▶ **Teks Sumber**:
-=-=-=-=-

Di tengah misa aku melihat temanku, De. Aku menunggu hingga dia selesai berdoa dan keluar bareng. Kita sudah cukup lama tidak ketemu. Sekitar tiga pekan lebih. Terakhir dia buru-buru menutup telepon ketika aku mengatakan tidak jadi ke rumahnya. Siang itu terlalu panas dan urusanku belum selesai.
Dia mengajak aku ikut rapat dengannya. Tapi aku menolak. Lebih baik aku kumpul-kumpul dengan kakak-kakak SM sembari menunggu dia. Namun, kelompokku bubar dan dia belum selesai rapat. Akhirnya, aku ikut rapat dengan teman-teman De :) Mereka membahas persiapan untuk retreat dan mungkin aku bisa ikut.
Selesai rapat, kita ke rumah De. Makan asinan sayur dan es tong tong. Kita makan es tong tong dua kali, belinya di mas yang sama lagi:) Aku masih bertanya-tanya, masak sih, De yang harus aku temui. Bukan dia ah, pasti ada orang lain.
Iseng-iseng aku bertanya pada De tentang aktivitas uniknya. De sering telepon-teleponan dengan beberapa narapidana Kristen di lembaga pemasyarakatan di Jakarta. Mula-mula dia menghubungi keponakannya melalui nomor telepon salah satu napi yang belakangan sering dia telepon. Setelah itu dia sering menghubungi mereka. Bahkan, ada dua temannya yang "sudah melihat bulan" istilah untuk keluar penjara.

-=-=-=-=-

▶ **Permintaan Tugas 1**: Tentukan apakah setiap pernyataan berikut sesuai dengan teks tentang De, lalu jawab ya atau tidak disertai kutipan persis kata-kata teks yang menentukannya: (a) Pencerita dan De sudah sekitar tiga pekan lebih tidak bertemu. (b) Pencerita langsung menerima ajakan De untuk ikut rapat. (c) Mereka makan es tong tong dua kali.
▶ **Permintaan Tugas 2**: Tuliskan lanjutan teks tentang De mulai setelah kalimat terakhirnya.

(Item Tersimpan)
-=-=-=-=-

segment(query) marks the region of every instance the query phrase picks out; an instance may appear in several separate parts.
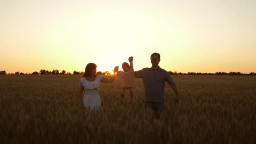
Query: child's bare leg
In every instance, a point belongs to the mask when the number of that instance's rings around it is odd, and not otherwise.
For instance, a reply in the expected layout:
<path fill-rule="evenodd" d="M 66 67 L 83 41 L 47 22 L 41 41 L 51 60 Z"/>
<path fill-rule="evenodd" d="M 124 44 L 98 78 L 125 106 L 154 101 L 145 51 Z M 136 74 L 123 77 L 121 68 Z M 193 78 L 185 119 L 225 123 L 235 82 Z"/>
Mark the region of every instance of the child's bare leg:
<path fill-rule="evenodd" d="M 121 91 L 121 96 L 124 97 L 125 96 L 125 88 L 124 86 L 122 87 L 122 90 Z"/>
<path fill-rule="evenodd" d="M 134 88 L 133 86 L 131 86 L 131 87 L 130 87 L 129 90 L 130 90 L 130 96 L 131 97 L 131 101 L 133 101 L 133 94 L 134 94 L 133 91 L 134 91 Z"/>

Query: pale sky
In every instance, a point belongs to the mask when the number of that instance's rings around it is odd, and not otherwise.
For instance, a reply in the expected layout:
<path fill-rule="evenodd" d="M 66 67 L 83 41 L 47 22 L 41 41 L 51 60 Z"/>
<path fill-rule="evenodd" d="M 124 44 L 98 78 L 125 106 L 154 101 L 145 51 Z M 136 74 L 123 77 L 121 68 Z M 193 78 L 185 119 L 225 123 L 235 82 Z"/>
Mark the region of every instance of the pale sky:
<path fill-rule="evenodd" d="M 0 71 L 256 72 L 256 0 L 0 0 Z"/>

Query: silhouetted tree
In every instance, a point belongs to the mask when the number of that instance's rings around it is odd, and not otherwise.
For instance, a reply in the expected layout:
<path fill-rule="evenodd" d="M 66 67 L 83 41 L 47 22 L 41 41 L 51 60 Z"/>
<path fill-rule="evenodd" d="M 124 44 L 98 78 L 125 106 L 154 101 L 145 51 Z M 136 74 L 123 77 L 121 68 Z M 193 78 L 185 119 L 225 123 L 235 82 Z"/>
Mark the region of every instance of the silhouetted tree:
<path fill-rule="evenodd" d="M 46 72 L 46 74 L 47 75 L 51 75 L 51 71 L 48 71 L 48 70 L 47 70 Z"/>
<path fill-rule="evenodd" d="M 189 72 L 187 73 L 187 74 L 188 75 L 195 75 L 196 73 L 195 73 L 195 72 Z"/>
<path fill-rule="evenodd" d="M 38 72 L 37 71 L 34 72 L 32 72 L 32 75 L 39 75 L 39 72 Z"/>
<path fill-rule="evenodd" d="M 182 73 L 181 72 L 180 72 L 178 73 L 179 75 L 184 75 L 184 74 Z"/>
<path fill-rule="evenodd" d="M 82 75 L 82 73 L 80 72 L 77 72 L 75 70 L 73 72 L 73 75 Z"/>
<path fill-rule="evenodd" d="M 253 72 L 251 72 L 250 73 L 248 74 L 249 75 L 256 75 L 256 73 Z"/>
<path fill-rule="evenodd" d="M 65 70 L 62 70 L 62 71 L 61 71 L 61 75 L 64 75 L 65 74 L 65 73 L 66 73 L 66 71 Z"/>
<path fill-rule="evenodd" d="M 197 72 L 196 75 L 203 75 L 203 74 L 201 72 Z"/>
<path fill-rule="evenodd" d="M 99 75 L 102 75 L 102 72 L 101 72 L 101 71 L 97 72 L 96 72 L 96 74 Z"/>
<path fill-rule="evenodd" d="M 53 69 L 51 72 L 52 75 L 59 75 L 59 70 L 58 70 L 58 69 Z"/>
<path fill-rule="evenodd" d="M 6 72 L 5 70 L 0 71 L 0 75 L 6 75 Z"/>
<path fill-rule="evenodd" d="M 41 69 L 40 70 L 40 75 L 44 75 L 46 74 L 46 70 L 45 69 Z"/>

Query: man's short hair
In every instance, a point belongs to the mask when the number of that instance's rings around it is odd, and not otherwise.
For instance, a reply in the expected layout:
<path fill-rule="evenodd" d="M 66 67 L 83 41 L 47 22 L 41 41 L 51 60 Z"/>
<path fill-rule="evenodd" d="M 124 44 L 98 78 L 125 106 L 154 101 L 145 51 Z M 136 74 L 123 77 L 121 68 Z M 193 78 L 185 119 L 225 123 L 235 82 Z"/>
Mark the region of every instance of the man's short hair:
<path fill-rule="evenodd" d="M 152 54 L 151 55 L 151 56 L 150 56 L 150 58 L 152 58 L 152 56 L 153 56 L 155 55 L 157 56 L 157 57 L 158 57 L 158 59 L 160 59 L 160 54 L 159 54 L 158 53 L 152 53 Z"/>

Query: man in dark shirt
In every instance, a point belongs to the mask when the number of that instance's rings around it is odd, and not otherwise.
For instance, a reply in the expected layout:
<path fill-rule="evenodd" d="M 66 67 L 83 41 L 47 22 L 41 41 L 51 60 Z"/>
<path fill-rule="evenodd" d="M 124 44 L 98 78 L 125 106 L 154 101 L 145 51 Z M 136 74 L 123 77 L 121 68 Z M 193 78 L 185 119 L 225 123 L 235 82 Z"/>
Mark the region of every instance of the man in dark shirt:
<path fill-rule="evenodd" d="M 135 72 L 134 76 L 136 78 L 141 78 L 143 80 L 145 88 L 145 109 L 150 109 L 155 113 L 159 114 L 165 109 L 164 96 L 165 81 L 171 85 L 176 95 L 175 102 L 179 101 L 180 97 L 176 85 L 170 74 L 158 65 L 160 61 L 160 54 L 153 53 L 151 55 L 150 59 L 152 67 Z M 132 63 L 133 59 L 129 58 L 129 61 L 130 60 L 130 62 Z M 157 116 L 159 116 L 159 115 L 157 115 Z"/>

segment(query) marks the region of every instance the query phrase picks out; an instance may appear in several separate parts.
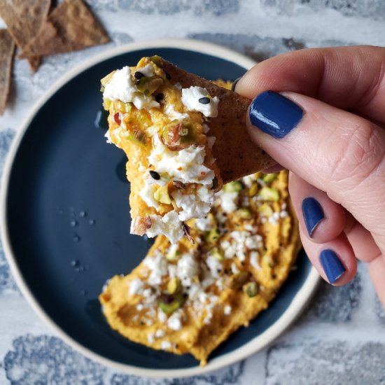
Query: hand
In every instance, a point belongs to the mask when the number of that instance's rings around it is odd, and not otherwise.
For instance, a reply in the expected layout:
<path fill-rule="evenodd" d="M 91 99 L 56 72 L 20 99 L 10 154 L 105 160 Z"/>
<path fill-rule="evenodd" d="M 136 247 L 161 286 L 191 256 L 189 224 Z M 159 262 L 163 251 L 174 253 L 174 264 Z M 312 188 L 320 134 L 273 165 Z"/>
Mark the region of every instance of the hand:
<path fill-rule="evenodd" d="M 385 306 L 385 49 L 281 55 L 235 90 L 255 98 L 253 140 L 290 171 L 301 239 L 319 274 L 344 285 L 356 258 L 365 262 Z"/>

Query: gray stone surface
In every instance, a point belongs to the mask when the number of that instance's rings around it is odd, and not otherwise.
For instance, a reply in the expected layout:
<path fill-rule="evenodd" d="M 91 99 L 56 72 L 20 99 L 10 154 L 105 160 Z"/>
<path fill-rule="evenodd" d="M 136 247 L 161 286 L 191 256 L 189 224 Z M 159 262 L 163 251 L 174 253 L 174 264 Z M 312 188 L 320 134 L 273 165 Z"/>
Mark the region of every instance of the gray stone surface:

-=-=-=-=-

▶ **Jawaban 1**:
(a) Ya: "Sekitar tiga pekan lebih."
(b) Tidak: "Tapi aku menolak."
(c) Ya: "Kita makan es tong tong dua kali"

▶ **Jawaban 2**:
De tahu banyak istilah penjara dan beberapa hal luar biasa di dalam penjara. Salah seorang temannya berpenghasilan 80 juta sebulan dari komisi mengatur judi bola dari penjara. Kebanyakan temannya adalah napi kerah putih dan narkoba. Dia tahu berapa kamar penjara lengkap dengan harga dan fasilitasnya. Salah satu temannya membayar "kos" Rp 3 juta sebulan agar bisa makan nasi dan sedikit daging, plus kipas angin, dan kamar sel tidak dikunci. Biaya ini di luar ongkos untuk mengambil uang dari ATM. Semakin besar uang yang diambil, semakin tinggi biaya capeknya. Nggak percaya kan, aku juga :)
Tiba-tiba dia mengajak aku menelepon salah satu temannya itu. Aku langsung menolak. Takut salah bicara, takut menyinggung, dan nggak nyambung. Aku cuma mau mendengar dia berbicara dengan temannya itu. Tanpa disangka-sangka dia menyorongkan gagang telepon ke tanganku. Ditodong begitu aku tak punya pilihan selain bicara dengan temannya De.
Sebelumnya aku sudah tahu sedikit tentang temannya ini. Dia dibui karena mengedarkan shabu-shabu. Dia meninggalkan istrinya dan beberapa anaknya. Usianya sekitar 50-an tahun. Aku memanggilnya Om. Dia membalas sapaanku dan menyebut namanya dengan ramah.
"Lagi main layangan di kerangkeng," kata dia ketika aku tanya aktivitasnya.
"Ha? Emang bisa main layangan di sel?"
"Ya, di luar dong, kan ada lapangan."
Kita tidak bicara banyak. Sebab, baterai telepon selulernya sangat lemah. Tapi, dia berjanji akan mengobrol lagi. Aku cuma diam. Aku lega. Mmmm, rupanya Om ini yang harus aku temui.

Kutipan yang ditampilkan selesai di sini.